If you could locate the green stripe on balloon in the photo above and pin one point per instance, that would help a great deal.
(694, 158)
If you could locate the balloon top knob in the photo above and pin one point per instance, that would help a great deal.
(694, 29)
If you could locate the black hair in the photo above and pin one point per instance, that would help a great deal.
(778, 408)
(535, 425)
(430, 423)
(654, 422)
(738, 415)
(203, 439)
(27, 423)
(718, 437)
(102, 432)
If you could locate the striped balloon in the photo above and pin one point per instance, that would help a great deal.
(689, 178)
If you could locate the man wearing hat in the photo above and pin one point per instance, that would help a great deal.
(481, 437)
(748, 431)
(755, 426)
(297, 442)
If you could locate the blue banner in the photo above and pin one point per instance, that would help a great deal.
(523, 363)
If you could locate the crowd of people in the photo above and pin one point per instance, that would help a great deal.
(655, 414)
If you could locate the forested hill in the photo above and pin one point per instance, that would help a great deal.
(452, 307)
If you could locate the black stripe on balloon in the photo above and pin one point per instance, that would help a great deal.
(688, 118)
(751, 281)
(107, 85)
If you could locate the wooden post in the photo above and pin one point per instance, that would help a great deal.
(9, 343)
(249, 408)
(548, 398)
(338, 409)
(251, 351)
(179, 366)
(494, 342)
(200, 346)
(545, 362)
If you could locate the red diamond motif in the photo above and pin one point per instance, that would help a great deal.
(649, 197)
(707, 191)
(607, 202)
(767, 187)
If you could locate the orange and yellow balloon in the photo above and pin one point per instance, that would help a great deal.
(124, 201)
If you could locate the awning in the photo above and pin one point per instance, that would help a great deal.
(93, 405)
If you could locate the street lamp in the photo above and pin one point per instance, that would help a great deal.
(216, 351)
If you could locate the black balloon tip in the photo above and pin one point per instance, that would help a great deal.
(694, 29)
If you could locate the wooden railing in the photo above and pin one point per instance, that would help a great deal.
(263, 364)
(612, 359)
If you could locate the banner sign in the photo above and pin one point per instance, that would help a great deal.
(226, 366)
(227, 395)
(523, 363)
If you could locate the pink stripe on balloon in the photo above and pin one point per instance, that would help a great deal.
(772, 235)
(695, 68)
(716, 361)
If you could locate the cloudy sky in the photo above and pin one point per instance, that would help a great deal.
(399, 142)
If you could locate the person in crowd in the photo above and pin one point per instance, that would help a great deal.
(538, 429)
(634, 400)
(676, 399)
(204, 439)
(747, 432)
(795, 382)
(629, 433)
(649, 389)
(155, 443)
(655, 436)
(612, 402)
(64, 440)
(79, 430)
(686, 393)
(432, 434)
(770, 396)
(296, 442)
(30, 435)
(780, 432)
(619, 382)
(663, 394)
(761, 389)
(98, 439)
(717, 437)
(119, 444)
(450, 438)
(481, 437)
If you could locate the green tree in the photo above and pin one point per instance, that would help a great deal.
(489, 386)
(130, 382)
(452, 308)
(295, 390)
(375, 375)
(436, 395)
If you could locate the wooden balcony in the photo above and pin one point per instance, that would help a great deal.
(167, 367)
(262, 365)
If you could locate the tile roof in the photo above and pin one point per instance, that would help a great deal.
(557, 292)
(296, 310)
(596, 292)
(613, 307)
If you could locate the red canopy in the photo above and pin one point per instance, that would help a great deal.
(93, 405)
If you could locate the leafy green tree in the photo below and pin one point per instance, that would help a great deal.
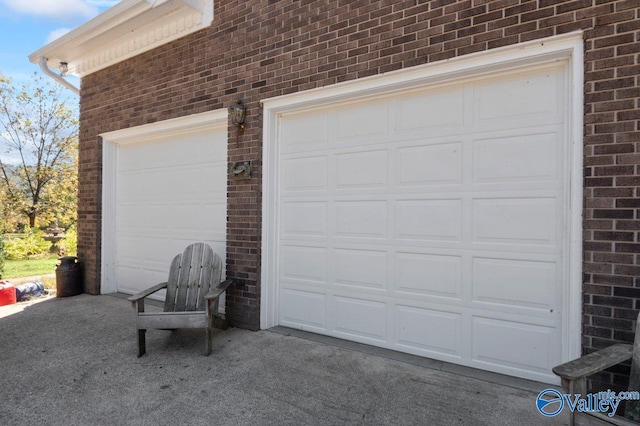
(38, 152)
(1, 252)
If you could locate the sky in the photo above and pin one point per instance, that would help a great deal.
(28, 25)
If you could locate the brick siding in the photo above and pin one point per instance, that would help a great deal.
(258, 49)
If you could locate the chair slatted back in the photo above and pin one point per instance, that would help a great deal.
(191, 275)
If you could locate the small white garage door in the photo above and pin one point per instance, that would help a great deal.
(431, 221)
(170, 191)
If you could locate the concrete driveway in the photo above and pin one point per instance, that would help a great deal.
(72, 361)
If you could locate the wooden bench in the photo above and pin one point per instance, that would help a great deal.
(574, 379)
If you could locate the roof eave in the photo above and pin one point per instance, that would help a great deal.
(129, 28)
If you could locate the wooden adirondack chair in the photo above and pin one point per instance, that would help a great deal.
(193, 289)
(574, 379)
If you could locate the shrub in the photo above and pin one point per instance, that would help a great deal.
(32, 244)
(1, 254)
(70, 242)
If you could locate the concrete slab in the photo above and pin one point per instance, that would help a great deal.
(71, 361)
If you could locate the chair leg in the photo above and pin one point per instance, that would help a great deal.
(142, 345)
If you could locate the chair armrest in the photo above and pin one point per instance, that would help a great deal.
(147, 292)
(594, 362)
(217, 291)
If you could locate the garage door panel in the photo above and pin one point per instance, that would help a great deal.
(303, 309)
(516, 221)
(419, 275)
(367, 169)
(432, 109)
(363, 319)
(429, 332)
(521, 283)
(371, 118)
(306, 264)
(362, 219)
(435, 164)
(525, 346)
(436, 220)
(304, 219)
(304, 132)
(305, 173)
(366, 269)
(525, 97)
(521, 158)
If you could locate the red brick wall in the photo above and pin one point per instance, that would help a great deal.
(257, 49)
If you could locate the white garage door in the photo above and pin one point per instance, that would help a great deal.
(170, 191)
(431, 221)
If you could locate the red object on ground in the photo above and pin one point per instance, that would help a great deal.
(7, 294)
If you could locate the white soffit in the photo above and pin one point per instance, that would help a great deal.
(129, 28)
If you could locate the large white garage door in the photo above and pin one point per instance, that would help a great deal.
(431, 221)
(170, 191)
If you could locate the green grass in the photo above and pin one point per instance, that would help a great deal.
(29, 268)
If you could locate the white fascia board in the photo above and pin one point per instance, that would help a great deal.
(129, 28)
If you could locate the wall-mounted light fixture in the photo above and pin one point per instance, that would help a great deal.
(64, 69)
(237, 113)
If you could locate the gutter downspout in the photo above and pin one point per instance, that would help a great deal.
(56, 77)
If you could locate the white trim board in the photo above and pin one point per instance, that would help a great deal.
(110, 143)
(567, 48)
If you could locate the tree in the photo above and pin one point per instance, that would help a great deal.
(39, 137)
(1, 251)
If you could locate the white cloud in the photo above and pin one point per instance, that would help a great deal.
(55, 34)
(103, 3)
(53, 8)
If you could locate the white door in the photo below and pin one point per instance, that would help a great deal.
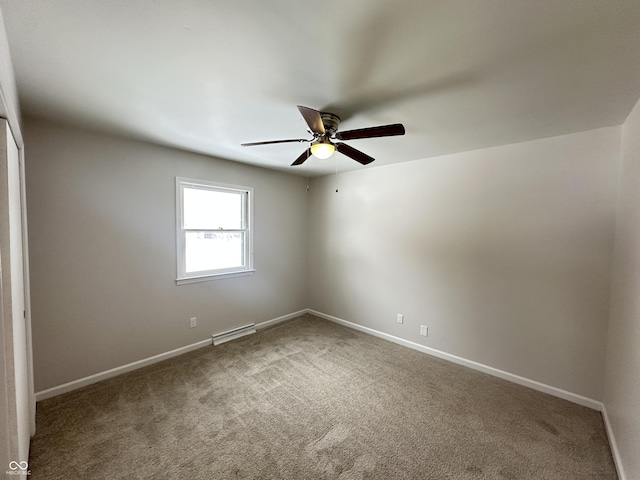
(15, 346)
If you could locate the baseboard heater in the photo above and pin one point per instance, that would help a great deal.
(233, 334)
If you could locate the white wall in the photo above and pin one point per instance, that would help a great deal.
(622, 384)
(103, 260)
(504, 253)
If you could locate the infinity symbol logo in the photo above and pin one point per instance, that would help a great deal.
(13, 465)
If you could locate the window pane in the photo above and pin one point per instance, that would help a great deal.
(211, 209)
(213, 250)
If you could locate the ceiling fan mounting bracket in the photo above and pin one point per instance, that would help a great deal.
(324, 128)
(330, 122)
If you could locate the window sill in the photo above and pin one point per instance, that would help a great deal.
(215, 276)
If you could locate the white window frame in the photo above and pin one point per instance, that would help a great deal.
(247, 227)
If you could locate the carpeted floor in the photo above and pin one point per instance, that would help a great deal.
(309, 399)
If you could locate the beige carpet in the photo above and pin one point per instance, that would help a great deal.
(308, 399)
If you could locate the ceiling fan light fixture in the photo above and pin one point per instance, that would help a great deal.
(322, 150)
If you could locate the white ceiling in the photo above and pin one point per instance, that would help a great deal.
(205, 75)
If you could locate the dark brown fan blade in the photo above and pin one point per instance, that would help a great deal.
(371, 132)
(357, 155)
(252, 144)
(302, 158)
(313, 119)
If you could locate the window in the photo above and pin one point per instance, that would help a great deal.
(214, 235)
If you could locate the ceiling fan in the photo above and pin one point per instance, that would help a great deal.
(324, 128)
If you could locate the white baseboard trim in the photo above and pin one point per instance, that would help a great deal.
(617, 460)
(114, 372)
(556, 392)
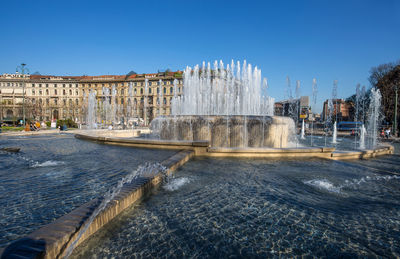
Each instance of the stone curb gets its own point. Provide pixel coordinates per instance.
(51, 240)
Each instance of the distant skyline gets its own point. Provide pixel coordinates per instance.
(326, 40)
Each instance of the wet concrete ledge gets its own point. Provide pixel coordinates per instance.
(201, 148)
(52, 240)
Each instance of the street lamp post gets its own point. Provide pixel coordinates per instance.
(22, 69)
(395, 112)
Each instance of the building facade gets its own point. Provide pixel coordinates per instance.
(44, 98)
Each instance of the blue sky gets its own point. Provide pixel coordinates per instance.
(328, 40)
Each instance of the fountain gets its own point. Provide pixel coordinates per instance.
(362, 137)
(302, 135)
(374, 117)
(334, 135)
(227, 106)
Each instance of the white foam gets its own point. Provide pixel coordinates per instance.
(47, 163)
(323, 184)
(175, 184)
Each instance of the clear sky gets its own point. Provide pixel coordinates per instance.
(329, 40)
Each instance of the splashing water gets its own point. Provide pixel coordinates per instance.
(324, 184)
(223, 90)
(147, 170)
(302, 135)
(176, 183)
(334, 136)
(47, 163)
(362, 137)
(374, 117)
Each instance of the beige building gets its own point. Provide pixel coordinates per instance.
(65, 97)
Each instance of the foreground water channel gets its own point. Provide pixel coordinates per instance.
(210, 207)
(262, 208)
(54, 174)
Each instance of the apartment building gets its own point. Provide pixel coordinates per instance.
(43, 97)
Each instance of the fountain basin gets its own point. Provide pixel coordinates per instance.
(227, 131)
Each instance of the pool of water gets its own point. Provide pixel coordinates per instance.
(262, 208)
(342, 143)
(54, 174)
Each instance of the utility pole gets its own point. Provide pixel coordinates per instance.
(395, 112)
(22, 69)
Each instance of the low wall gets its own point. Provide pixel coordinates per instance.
(201, 148)
(52, 240)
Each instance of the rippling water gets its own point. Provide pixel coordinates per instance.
(262, 208)
(54, 174)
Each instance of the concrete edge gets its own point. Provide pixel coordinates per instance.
(58, 235)
(201, 148)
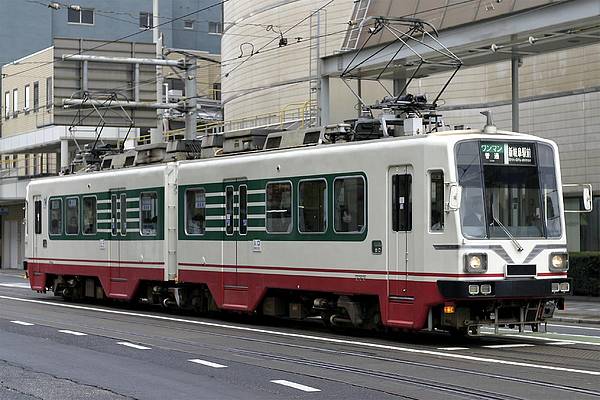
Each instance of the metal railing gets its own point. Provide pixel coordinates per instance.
(302, 113)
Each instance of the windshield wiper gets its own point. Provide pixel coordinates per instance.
(511, 237)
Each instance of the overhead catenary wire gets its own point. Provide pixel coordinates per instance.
(220, 3)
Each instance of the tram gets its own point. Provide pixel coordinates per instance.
(451, 230)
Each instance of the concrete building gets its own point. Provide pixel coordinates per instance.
(34, 128)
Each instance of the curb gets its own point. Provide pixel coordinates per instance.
(575, 320)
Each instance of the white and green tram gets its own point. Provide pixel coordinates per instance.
(451, 230)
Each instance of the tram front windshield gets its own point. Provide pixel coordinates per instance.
(509, 189)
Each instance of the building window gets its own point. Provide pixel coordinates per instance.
(6, 105)
(49, 99)
(55, 217)
(83, 16)
(146, 20)
(148, 214)
(217, 91)
(27, 98)
(15, 102)
(188, 24)
(36, 96)
(349, 204)
(436, 198)
(72, 216)
(215, 28)
(195, 207)
(312, 206)
(279, 207)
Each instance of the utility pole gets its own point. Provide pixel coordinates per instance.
(191, 97)
(156, 135)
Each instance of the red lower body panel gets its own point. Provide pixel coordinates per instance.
(245, 291)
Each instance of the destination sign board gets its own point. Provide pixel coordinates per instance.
(507, 153)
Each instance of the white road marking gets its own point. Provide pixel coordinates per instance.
(134, 346)
(74, 333)
(295, 385)
(22, 323)
(508, 346)
(207, 363)
(575, 327)
(453, 348)
(315, 338)
(16, 285)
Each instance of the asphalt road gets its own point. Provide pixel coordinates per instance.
(52, 349)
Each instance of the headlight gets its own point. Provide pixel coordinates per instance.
(476, 263)
(559, 262)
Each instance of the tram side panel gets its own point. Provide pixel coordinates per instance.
(105, 225)
(241, 259)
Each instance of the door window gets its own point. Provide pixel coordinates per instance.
(436, 201)
(72, 216)
(55, 216)
(229, 210)
(349, 204)
(148, 214)
(38, 216)
(402, 203)
(195, 206)
(243, 194)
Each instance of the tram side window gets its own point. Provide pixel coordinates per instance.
(312, 206)
(279, 207)
(38, 216)
(229, 217)
(55, 216)
(89, 215)
(148, 214)
(402, 203)
(349, 204)
(436, 219)
(195, 206)
(72, 216)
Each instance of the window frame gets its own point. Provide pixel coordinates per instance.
(7, 104)
(15, 99)
(36, 96)
(365, 193)
(66, 204)
(218, 30)
(430, 205)
(50, 200)
(291, 228)
(140, 214)
(149, 20)
(186, 211)
(189, 28)
(27, 99)
(326, 206)
(91, 196)
(80, 14)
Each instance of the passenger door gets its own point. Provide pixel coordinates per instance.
(118, 232)
(400, 179)
(234, 242)
(37, 235)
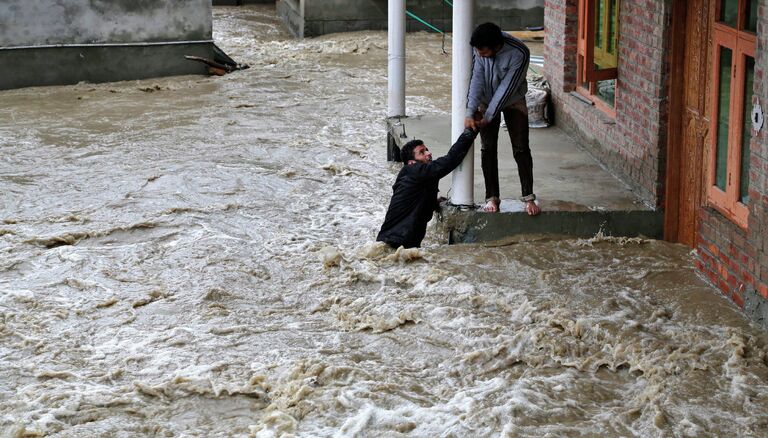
#####
### EXERCISE PROMPT:
Count the lines in the material above that contain the string "road", matching case exactly. Reply with the number alone.

### REPLY:
2